- Material shown -
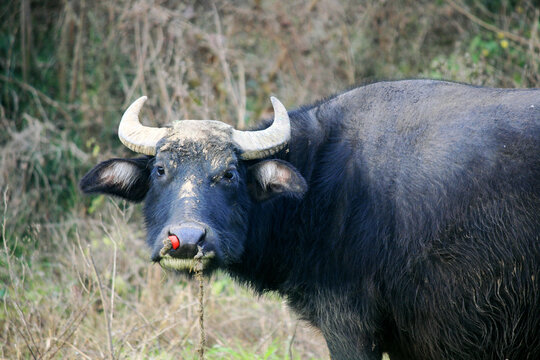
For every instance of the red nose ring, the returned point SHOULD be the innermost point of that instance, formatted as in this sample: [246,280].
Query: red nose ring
[174,241]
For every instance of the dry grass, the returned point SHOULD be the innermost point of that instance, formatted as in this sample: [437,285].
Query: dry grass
[76,281]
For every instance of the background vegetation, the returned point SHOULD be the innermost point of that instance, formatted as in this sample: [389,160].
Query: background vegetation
[75,277]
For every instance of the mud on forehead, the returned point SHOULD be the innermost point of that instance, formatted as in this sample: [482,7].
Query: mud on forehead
[214,152]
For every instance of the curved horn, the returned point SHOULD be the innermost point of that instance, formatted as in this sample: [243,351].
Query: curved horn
[258,144]
[139,138]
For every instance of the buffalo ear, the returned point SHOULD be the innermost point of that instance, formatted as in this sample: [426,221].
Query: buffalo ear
[126,178]
[271,178]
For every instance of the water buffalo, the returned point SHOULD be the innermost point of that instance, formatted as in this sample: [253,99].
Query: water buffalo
[399,217]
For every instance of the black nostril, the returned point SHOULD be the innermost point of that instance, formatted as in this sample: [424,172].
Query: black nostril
[189,233]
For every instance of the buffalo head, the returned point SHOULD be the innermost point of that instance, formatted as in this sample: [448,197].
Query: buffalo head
[200,179]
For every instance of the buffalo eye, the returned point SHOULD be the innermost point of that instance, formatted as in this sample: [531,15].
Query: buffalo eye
[230,175]
[160,170]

- Required work -
Render every item above as a two-column CSV with the header row item_text,answer and one row per item. Place each item's text and its answer in its own double-quoted field, replace line breaks with spaces, and leave out the pictures.

- The answer -
item_text,answer
"For every instance of the red nose ring, the returned point SHOULD be the innermost point of that instance, formatted as in this sample: [246,280]. Query: red nose ring","[174,241]"
"For every instance of the dry grass, the returned point SHOULD be the innermost point of that instance, formatted as in this sample: [437,285]. Query: dry grass","[76,281]"
"For every instance of the background vegetation, the returned point SHOULD be the innermost point of that instance, formatted as in this sample: [389,160]. Query: background vegetation","[75,277]"
"For every instance of the mud on forehead, the returned point SHOULD be the innermost point of that instance, formatted as in this sample: [482,7]. Query: mud on forehead","[214,152]"
"For every instance of the curved horn, the returned point SHOULD be the innermost point of that instance, formatted as in this sample: [243,351]. Query: curved horn","[258,144] [139,138]"
"For every instance of the buffalo ear, the returned point SHOULD be the innermost point of that instance, formatted as in this sample: [426,221]. Query: buffalo ear","[126,178] [271,178]"
"For every instance of the water buffalo, the returned point SHOULD be the innermost point of that instance, formatted as in this sample: [253,99]. Query: water buffalo","[399,217]"
"For every instance of the black nostril, the returned point SHOULD be the innermost point of that instance, formatted as in this sample: [424,172]. Query: black nostril","[189,233]"
"For every instance of the buffalo head, the returned point SHOULD be the innermost point of that instance, formatted as in this sample: [448,197]. Query: buffalo head","[200,179]"
"For every instance of the buffalo eye, the returned point SHOULD be the innermost point of that instance, formatted as in this sample: [531,15]. Query: buffalo eye","[230,175] [160,170]"